• **Ausgewählter Text**:
Allerdings lohnt ein detaillierterer Blick in die Daten, die das Linzer Market-Institut im vergangenen Herbst (also mit deutlichem Abstand zum Weltfrauentag, der solche Themen im öffentlichen Bewusstsein "aktualisiert") 921 Wahlberechtigten im Auftrag des STANDARD gestellt hat: Eine genauere Auswertung zeigt, dass die jüngeren Befragten deutlich weniger an Nachteile für Frauen glauben als ältere Befragte.

Market-Studienleiter David Pfarrhofer hat dafür zwei Erklärungen: "Befragte über 50 sind mit der Erfahrung aufgewachsen, dass Frauen weniger Chancen im Leben haben als Männer – und sehen in ihrem Umfeld wenige Verbesserungen, die gibt es in dieser Alterskohorte auch wirklich kaum. Junge sind mit Gleichberechtigungsbekenntnissen aufgewachsen – und sie glauben daran. Entweder aus Vertrauen – vielleicht aber auch, weil sie noch keine Gegenbeispiele erlebt haben."

Junge Männer: Förderung geht zu weit

Frauen unter 30 glauben jedenfalls nur zu 26 Prozent voll und ganz an die Benachteiligung ihres Geschlechts, ihre Geschlechtsgenossinnen über 50 tun das zu 47 Prozent. Bei den Männern ist das Muster ähnlich – allerdings auf einem viel niedrigeren Niveau: 13 Prozent der Männer unter 30 sehen Frauen in höchstem Maße benachteiligt, bei den Männern über 50 sind es 22 Prozent. Und während nur jede 20. Frau (über alle Altersgruppen hinweg) Frauen für gar nicht benachteiligt hält, lehnen zehn Prozent der Männer über 50 und sogar 23 Prozent der Männer unter 30 die Aussage völlig ab, dass Frauen in unserer Gesellschaft noch immer benachteiligt seien.

Ein weiteres Ergebnis der Studie: Die jungen Männer (also dieselbe Gruppe, die Frauen für nicht mehr benachteiligt hält) sagen in besonders hohem Ausmaß, dass "die Frauenförderung bereits viel zu weit gegangen ist". 21 Prozent der jungen Männer stimmen dieser These voll und ganz zu, weitere 23 Prozent überwiegend.

• **Angezeigte Datensätze**:
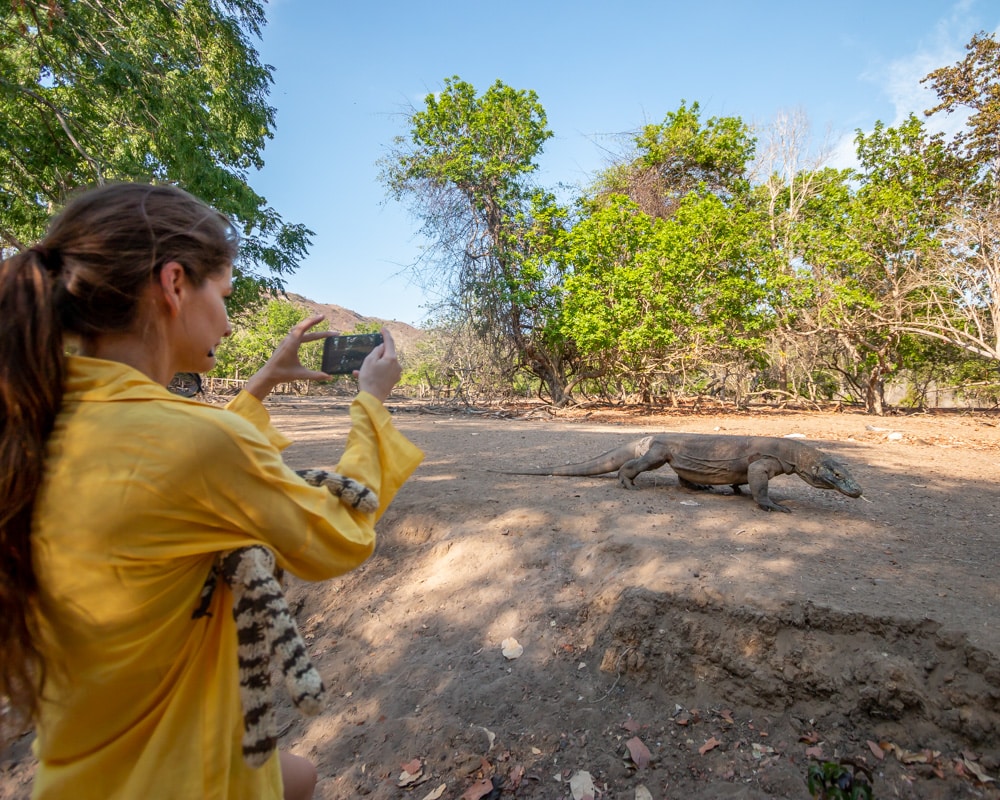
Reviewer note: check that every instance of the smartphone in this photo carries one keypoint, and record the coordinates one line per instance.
(344, 354)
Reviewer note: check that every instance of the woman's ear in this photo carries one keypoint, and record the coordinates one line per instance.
(173, 281)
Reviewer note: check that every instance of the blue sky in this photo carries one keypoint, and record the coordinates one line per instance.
(347, 73)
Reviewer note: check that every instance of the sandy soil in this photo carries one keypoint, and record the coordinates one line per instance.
(675, 644)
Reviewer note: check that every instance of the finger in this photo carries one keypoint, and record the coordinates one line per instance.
(388, 343)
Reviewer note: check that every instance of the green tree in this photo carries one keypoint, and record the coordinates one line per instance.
(465, 169)
(680, 155)
(973, 84)
(149, 90)
(257, 331)
(865, 251)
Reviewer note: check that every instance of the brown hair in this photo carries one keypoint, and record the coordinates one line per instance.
(86, 278)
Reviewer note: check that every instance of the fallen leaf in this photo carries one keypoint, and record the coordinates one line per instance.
(639, 752)
(913, 757)
(976, 770)
(511, 648)
(408, 778)
(413, 767)
(711, 744)
(478, 790)
(761, 750)
(581, 785)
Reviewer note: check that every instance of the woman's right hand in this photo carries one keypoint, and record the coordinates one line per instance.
(380, 370)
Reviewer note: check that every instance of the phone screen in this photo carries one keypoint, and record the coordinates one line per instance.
(344, 354)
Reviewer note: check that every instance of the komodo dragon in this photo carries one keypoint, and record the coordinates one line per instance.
(703, 460)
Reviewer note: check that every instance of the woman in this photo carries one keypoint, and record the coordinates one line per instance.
(117, 495)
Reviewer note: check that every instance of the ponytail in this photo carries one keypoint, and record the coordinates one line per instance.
(86, 279)
(31, 386)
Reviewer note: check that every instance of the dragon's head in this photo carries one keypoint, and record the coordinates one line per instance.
(828, 473)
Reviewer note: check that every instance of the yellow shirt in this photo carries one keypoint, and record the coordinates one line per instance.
(142, 488)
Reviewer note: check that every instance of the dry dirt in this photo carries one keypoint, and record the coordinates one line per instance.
(680, 643)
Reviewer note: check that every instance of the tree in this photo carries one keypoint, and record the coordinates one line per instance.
(256, 334)
(680, 155)
(974, 84)
(868, 250)
(465, 169)
(150, 90)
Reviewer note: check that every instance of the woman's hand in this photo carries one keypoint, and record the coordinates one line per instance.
(284, 365)
(380, 370)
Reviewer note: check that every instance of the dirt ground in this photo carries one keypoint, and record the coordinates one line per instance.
(526, 637)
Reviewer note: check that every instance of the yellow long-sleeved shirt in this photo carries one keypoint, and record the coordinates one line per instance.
(142, 489)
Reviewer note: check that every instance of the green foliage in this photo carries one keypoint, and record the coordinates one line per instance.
(831, 780)
(256, 334)
(971, 84)
(147, 90)
(466, 165)
(677, 272)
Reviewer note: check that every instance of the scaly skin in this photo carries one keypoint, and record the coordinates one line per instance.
(703, 460)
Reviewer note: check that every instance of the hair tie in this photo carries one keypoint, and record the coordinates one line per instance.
(49, 259)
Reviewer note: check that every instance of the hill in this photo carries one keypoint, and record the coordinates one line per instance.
(344, 320)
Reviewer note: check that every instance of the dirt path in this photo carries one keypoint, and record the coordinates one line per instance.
(721, 647)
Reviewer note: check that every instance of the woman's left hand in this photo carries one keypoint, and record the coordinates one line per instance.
(284, 365)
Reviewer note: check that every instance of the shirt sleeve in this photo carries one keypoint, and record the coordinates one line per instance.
(249, 495)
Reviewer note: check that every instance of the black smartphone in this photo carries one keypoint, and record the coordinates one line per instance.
(344, 354)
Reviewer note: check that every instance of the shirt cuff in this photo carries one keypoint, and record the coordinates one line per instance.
(253, 411)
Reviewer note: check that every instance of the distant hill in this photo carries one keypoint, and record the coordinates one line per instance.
(344, 320)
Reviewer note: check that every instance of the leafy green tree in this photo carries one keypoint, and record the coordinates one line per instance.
(972, 85)
(150, 90)
(865, 251)
(465, 168)
(680, 155)
(651, 300)
(257, 331)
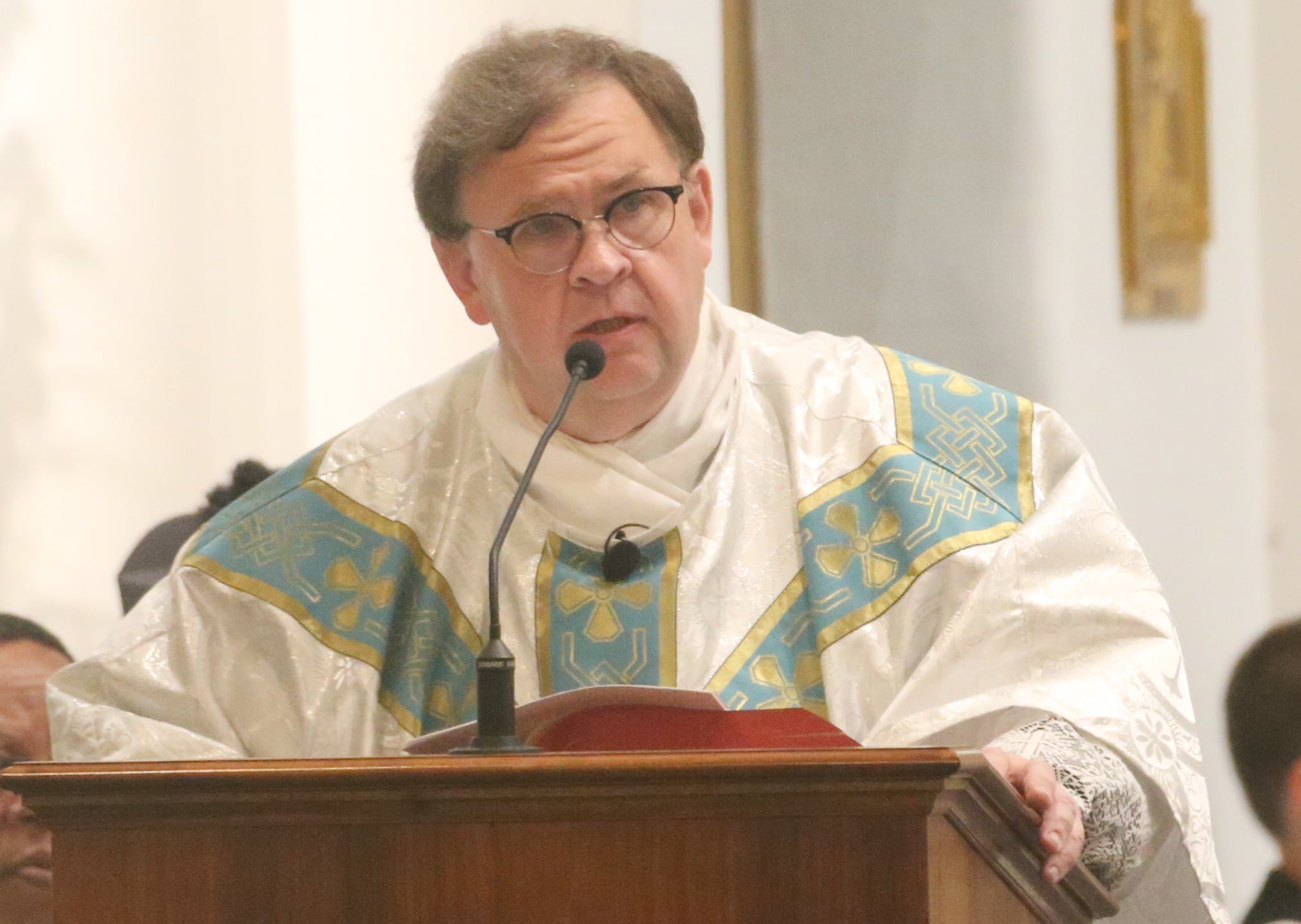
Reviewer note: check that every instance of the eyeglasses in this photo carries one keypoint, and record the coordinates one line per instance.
(550, 242)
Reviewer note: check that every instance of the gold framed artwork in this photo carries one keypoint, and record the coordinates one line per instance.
(1165, 194)
(742, 155)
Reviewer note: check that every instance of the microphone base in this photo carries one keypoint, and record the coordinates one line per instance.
(496, 745)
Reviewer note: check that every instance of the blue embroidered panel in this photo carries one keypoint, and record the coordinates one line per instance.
(976, 431)
(595, 633)
(865, 539)
(357, 581)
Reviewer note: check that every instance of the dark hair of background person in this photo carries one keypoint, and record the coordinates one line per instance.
(1264, 712)
(152, 556)
(494, 95)
(19, 629)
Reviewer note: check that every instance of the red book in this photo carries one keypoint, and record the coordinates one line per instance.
(651, 719)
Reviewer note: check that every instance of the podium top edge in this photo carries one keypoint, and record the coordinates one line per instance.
(933, 763)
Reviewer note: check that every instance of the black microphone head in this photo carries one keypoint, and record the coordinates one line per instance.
(586, 355)
(621, 560)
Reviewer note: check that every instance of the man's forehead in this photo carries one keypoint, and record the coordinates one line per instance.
(595, 146)
(603, 189)
(26, 665)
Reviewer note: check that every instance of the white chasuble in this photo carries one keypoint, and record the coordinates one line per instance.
(916, 555)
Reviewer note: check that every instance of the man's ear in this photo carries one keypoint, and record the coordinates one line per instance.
(458, 267)
(700, 200)
(1292, 797)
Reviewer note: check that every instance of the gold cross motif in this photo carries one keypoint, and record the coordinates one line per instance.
(343, 576)
(791, 694)
(834, 560)
(604, 625)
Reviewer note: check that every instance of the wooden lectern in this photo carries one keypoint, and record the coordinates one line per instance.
(893, 837)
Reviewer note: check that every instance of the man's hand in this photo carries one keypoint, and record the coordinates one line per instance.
(1061, 823)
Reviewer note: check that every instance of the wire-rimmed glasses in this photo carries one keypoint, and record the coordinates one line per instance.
(550, 242)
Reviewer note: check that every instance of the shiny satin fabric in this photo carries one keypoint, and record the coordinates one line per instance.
(1054, 616)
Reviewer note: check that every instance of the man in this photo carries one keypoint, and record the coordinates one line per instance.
(29, 656)
(916, 555)
(1265, 738)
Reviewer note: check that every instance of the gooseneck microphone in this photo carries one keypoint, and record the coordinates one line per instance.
(496, 665)
(621, 558)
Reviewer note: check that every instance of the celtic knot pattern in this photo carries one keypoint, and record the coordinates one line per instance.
(967, 443)
(954, 383)
(285, 534)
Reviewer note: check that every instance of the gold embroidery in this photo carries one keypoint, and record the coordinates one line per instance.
(343, 576)
(834, 560)
(604, 625)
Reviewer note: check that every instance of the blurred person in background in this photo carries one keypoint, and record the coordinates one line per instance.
(29, 656)
(1264, 707)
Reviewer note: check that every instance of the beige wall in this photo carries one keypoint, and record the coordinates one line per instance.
(208, 249)
(955, 195)
(1279, 118)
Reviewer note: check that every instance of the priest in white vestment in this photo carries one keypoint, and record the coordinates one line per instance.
(916, 555)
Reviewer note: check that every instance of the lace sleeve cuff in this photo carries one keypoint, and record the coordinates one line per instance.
(1117, 819)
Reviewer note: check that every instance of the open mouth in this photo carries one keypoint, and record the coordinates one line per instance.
(607, 326)
(37, 869)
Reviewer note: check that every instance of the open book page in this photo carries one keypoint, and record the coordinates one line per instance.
(531, 716)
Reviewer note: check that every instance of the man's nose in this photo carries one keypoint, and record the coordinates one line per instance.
(600, 258)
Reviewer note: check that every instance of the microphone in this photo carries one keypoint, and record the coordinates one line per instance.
(622, 560)
(496, 665)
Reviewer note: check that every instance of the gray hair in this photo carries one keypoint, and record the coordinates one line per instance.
(495, 94)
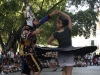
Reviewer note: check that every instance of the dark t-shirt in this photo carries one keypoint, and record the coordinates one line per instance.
(63, 38)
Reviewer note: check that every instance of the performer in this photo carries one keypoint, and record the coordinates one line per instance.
(28, 40)
(63, 36)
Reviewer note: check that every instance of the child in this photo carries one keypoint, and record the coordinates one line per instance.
(63, 36)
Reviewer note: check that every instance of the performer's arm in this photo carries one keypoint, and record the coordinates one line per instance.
(50, 41)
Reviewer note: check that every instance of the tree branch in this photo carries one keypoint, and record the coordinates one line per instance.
(42, 5)
(54, 6)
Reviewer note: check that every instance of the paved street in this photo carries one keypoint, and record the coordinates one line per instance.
(90, 70)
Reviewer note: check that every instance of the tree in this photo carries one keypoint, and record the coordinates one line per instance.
(12, 19)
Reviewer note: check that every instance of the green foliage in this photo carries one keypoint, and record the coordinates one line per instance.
(11, 16)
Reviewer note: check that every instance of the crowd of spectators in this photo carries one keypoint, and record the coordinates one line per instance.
(9, 62)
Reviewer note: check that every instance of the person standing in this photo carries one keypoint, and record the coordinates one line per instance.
(28, 38)
(63, 36)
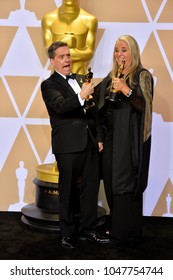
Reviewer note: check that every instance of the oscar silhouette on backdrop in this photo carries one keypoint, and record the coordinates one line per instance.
(21, 175)
(73, 25)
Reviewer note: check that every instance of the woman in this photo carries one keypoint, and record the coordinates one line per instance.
(124, 100)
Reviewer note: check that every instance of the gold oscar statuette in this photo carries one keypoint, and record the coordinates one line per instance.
(89, 102)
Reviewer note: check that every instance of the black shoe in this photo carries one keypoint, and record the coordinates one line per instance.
(67, 243)
(94, 237)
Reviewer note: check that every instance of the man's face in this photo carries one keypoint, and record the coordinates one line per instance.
(62, 62)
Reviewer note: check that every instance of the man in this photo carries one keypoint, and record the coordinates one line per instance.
(71, 24)
(74, 145)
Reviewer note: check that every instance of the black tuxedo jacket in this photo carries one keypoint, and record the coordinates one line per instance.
(70, 124)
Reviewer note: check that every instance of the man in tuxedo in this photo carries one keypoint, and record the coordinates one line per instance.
(74, 144)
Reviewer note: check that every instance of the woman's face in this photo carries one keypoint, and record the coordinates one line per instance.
(122, 52)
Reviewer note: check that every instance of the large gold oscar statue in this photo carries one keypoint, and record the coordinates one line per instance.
(76, 27)
(71, 24)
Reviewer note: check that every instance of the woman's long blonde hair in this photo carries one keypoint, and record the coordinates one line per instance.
(135, 58)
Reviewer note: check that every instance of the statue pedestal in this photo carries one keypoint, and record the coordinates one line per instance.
(44, 213)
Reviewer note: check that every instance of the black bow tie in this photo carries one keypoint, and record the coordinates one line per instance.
(72, 76)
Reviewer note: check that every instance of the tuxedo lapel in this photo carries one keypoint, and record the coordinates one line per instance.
(61, 81)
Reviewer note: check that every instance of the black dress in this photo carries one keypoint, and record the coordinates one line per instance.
(125, 159)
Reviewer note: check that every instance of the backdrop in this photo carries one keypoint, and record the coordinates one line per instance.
(24, 124)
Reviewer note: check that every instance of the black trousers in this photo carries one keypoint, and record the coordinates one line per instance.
(126, 219)
(78, 172)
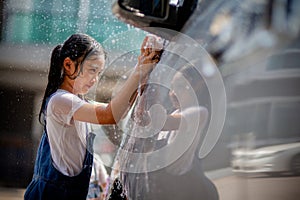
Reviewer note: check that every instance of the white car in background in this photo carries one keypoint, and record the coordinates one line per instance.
(272, 160)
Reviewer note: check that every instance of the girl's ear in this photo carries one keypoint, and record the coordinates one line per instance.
(69, 66)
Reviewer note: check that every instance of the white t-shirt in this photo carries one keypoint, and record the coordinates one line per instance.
(67, 137)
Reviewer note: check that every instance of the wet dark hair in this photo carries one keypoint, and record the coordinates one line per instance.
(77, 47)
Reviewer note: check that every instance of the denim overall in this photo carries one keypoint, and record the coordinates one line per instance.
(49, 183)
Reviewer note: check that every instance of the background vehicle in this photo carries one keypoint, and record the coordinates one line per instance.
(256, 48)
(272, 160)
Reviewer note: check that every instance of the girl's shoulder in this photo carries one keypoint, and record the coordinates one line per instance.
(65, 98)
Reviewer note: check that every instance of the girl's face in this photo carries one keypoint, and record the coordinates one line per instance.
(91, 69)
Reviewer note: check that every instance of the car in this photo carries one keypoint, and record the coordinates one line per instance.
(271, 160)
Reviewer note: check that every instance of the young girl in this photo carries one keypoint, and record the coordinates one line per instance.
(64, 160)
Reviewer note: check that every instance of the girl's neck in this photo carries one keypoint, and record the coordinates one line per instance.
(67, 86)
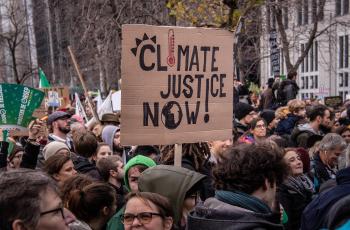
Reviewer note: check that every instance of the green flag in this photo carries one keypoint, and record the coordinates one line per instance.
(43, 83)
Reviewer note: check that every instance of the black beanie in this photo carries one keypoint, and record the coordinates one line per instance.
(268, 115)
(242, 110)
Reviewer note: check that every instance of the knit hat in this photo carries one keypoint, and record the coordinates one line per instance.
(108, 133)
(268, 115)
(138, 160)
(242, 110)
(52, 148)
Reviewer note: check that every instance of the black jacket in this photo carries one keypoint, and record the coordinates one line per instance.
(217, 215)
(294, 196)
(314, 215)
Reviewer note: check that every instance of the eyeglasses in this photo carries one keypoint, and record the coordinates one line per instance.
(56, 211)
(143, 217)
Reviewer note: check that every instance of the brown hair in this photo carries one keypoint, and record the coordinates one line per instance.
(162, 203)
(78, 181)
(245, 167)
(85, 144)
(199, 152)
(295, 105)
(55, 163)
(106, 164)
(86, 203)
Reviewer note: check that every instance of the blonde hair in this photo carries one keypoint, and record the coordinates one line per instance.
(295, 105)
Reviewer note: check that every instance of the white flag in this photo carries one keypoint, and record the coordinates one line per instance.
(79, 109)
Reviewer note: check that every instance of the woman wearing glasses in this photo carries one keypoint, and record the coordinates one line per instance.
(257, 132)
(147, 211)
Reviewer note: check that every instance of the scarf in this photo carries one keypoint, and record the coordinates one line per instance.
(243, 200)
(301, 184)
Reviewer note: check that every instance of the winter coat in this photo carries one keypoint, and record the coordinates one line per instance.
(314, 215)
(84, 166)
(294, 194)
(170, 181)
(216, 214)
(304, 136)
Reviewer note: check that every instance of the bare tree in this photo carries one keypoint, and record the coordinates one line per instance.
(13, 36)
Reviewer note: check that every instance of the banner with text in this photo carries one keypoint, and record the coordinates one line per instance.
(177, 84)
(17, 104)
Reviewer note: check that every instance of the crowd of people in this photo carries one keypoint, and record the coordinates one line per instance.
(285, 167)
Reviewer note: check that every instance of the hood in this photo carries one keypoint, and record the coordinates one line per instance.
(215, 214)
(137, 160)
(108, 133)
(170, 181)
(343, 176)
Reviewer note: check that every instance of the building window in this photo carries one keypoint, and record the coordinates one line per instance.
(341, 7)
(344, 51)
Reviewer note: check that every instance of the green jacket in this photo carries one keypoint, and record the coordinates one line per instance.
(170, 181)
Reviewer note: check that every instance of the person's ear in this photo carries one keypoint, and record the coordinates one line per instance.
(18, 225)
(168, 223)
(56, 177)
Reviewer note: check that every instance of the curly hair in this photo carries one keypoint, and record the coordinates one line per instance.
(245, 167)
(198, 152)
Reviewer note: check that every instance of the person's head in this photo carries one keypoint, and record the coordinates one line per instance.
(111, 167)
(162, 179)
(270, 118)
(85, 144)
(133, 170)
(344, 131)
(148, 151)
(59, 122)
(245, 113)
(294, 162)
(15, 157)
(258, 128)
(292, 75)
(78, 181)
(330, 148)
(255, 169)
(219, 147)
(29, 200)
(111, 136)
(103, 151)
(55, 147)
(96, 128)
(297, 107)
(319, 114)
(147, 211)
(95, 202)
(60, 167)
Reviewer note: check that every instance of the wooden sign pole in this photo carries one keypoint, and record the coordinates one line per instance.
(178, 155)
(83, 83)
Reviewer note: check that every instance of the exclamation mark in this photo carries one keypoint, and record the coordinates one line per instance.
(171, 48)
(206, 116)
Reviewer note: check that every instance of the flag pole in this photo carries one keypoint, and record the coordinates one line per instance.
(94, 113)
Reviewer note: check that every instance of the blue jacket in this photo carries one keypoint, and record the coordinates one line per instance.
(287, 125)
(315, 213)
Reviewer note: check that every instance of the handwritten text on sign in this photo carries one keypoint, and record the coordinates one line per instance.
(177, 84)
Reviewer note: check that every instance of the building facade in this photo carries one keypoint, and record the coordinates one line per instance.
(325, 69)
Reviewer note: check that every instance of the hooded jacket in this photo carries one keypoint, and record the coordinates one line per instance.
(314, 215)
(170, 181)
(215, 214)
(301, 135)
(137, 160)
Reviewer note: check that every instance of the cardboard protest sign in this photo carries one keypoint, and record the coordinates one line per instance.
(17, 104)
(57, 96)
(177, 85)
(334, 101)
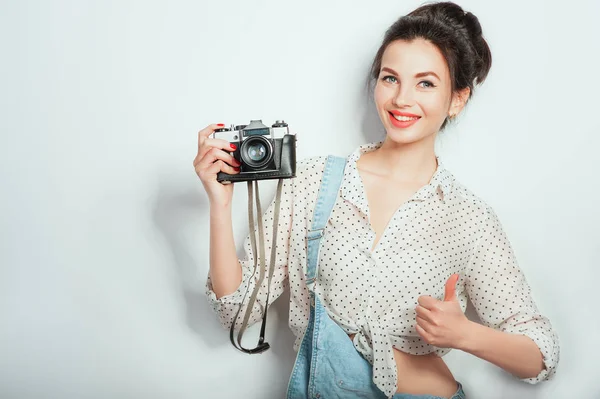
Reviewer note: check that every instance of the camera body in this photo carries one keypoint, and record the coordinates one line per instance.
(264, 152)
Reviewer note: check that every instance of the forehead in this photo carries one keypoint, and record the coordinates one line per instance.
(415, 56)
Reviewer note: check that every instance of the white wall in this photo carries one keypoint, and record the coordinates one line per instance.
(104, 224)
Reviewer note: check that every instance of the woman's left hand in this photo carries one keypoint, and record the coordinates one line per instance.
(442, 323)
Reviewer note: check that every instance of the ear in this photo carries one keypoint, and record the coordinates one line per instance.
(459, 99)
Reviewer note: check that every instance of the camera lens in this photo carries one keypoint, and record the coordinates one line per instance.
(256, 151)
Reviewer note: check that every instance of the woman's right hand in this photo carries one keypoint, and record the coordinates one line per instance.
(214, 157)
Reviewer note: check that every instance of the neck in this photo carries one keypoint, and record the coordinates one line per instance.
(405, 162)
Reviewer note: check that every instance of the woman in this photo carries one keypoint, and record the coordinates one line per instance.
(404, 244)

• **Aufgabenstellung**: Gib aus dem Text über die Umfrage zur Benachteiligung von Frauen alles von „Frauen unter 30“ bis hinunter zu „immer benachteiligt seien.“ wortgetreu aus.

• **Endergebnis**:
Frauen unter 30 glauben jedenfalls nur zu 26 Prozent voll und ganz an die Benachteiligung ihres Geschlechts, ihre Geschlechtsgenossinnen über 50 tun das zu 47 Prozent. Bei den Männern ist das Muster ähnlich – allerdings auf einem viel niedrigeren Niveau: 13 Prozent der Männer unter 30 sehen Frauen in höchstem Maße benachteiligt, bei den Männern über 50 sind es 22 Prozent. Und während nur jede 20. Frau (über alle Altersgruppen hinweg) Frauen für gar nicht benachteiligt hält, lehnen zehn Prozent der Männer über 50 und sogar 23 Prozent der Männer unter 30 die Aussage völlig ab, dass Frauen in unserer Gesellschaft noch immer benachteiligt seien.